▶ Records provided:
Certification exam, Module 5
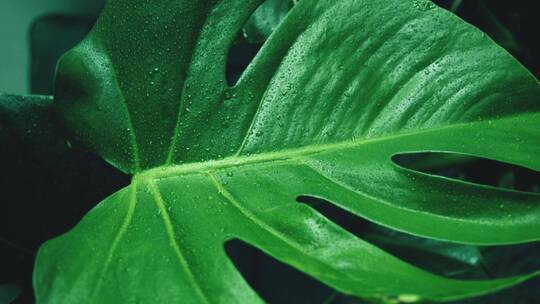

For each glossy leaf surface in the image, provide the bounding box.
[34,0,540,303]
...
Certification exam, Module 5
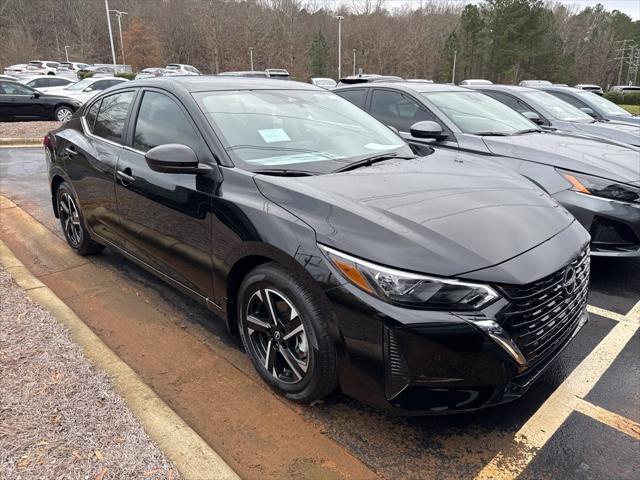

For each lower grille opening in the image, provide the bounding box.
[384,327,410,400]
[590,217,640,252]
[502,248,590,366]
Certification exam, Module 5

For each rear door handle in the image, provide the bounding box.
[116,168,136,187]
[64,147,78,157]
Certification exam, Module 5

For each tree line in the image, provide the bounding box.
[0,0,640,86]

▶ What to work on: Return every line from the rows above that contains the word "each".

▶ Expected answer:
For each glossy leaf surface in the image, provide the bounding box.
For each lower grille opening in the image, provide the bounding box.
For each rear door handle in the image, provide the bounding box.
For each tree line in the image, provide the bounding box.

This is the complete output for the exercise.